**Questions on the material:**
[1] In the passage about Public Health England's fracking report, when did Public Health England publish its draft report?
[2] Continue the passage about Public Health England's fracking report from its last sentence.

**Extracted text:**
━━━━

Public Health England’s draft report on the environmental impact of shale gas extraction is a whitewash, writes Paul Mobbs in The Ecologist magazine, a view shared by those radical activists at, er, the British Medical Journal. Photo via Tumblr.com
Environmental expert Paul Mobbs claims that "much of the Government's current work is factually biased. And Public Health England's report, if you read the studies on which is was based, and then read its conclusions, is also biased. PHE's report, which arguably has infringed our civil rights and their own codes of practice, amounts to gross scientific misconduct. As such it undermines the very purpose of PHE's existence - to protect the nation's public health and well-being."
This "gross scientific misconduct" is an apparently deliberate whitewashing of the public health impacts of fracking, but it's all part of a pattern of maladministration that reaches to the heart of government. Public Health England, an executive agency of the Department of Health, published their draft report in October 2013. They looked at all the evidence on the likely effects of shale gas production - usually referred to as 'fracking' - on public health.

━━━━

Stored data entries:
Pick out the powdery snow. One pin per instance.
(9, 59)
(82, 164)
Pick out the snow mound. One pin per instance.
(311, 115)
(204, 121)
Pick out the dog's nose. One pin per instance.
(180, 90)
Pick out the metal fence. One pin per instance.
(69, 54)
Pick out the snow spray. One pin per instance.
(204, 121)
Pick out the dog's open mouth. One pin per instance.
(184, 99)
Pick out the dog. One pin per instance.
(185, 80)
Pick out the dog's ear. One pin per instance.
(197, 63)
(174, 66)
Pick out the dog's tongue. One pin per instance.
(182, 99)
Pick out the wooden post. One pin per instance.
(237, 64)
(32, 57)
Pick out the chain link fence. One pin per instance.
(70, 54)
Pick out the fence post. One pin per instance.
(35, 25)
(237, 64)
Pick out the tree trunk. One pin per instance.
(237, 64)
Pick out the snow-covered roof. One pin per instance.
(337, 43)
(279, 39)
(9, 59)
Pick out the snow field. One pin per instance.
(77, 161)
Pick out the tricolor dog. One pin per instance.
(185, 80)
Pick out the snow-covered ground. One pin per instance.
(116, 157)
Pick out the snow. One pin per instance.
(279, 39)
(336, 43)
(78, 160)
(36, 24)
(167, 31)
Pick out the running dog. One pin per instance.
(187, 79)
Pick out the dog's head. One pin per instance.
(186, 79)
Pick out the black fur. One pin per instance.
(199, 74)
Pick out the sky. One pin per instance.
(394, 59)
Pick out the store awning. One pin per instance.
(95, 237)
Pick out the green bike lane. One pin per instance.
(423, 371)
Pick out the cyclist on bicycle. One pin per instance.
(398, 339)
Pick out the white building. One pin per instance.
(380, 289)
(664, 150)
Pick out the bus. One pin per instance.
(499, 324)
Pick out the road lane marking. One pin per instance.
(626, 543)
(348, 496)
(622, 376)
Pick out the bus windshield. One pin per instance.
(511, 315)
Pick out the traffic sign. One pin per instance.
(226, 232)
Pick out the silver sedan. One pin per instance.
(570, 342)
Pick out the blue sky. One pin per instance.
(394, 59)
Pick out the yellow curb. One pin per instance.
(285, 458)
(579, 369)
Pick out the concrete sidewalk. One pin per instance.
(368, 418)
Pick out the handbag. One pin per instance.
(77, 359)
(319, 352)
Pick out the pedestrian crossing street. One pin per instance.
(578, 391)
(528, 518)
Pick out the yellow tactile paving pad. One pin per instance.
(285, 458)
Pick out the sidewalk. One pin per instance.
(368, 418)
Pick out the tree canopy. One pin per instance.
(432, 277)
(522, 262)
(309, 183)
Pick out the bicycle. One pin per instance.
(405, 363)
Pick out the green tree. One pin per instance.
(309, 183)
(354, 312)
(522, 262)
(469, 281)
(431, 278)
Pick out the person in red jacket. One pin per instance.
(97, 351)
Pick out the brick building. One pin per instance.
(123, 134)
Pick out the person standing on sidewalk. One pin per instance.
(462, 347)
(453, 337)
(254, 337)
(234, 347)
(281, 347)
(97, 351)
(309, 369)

━━━━

**Exercise answers:**
[1] October 2013

[2]
After scouring the scientific literature for evidence of hazardous environmental impacts, gender-bending chemicals disrupting our metabolism, and of toxic and radioactive contamination of the air, soil and water, they concluded that:
"Public Health England anticipates a low risk to public health from direct releases of chemicals and radioactive material if shale gas extraction is properly operated and regulated."
The difficulty for PHE is that there is no rational way in which this conclusion could be drawn from the evidence they reviewed in their report. As stated in an editorial in the British Medical Journal last month:
"Yet, in a leap of faith unsubstantiated by scientific evidence, its authors suggest that many of the environmental and public health problems experienced in the US would probably not apply to the UK. Unfortunately, the conclusion that shale gas operations present a low risk to public health is not substantiated by the literature."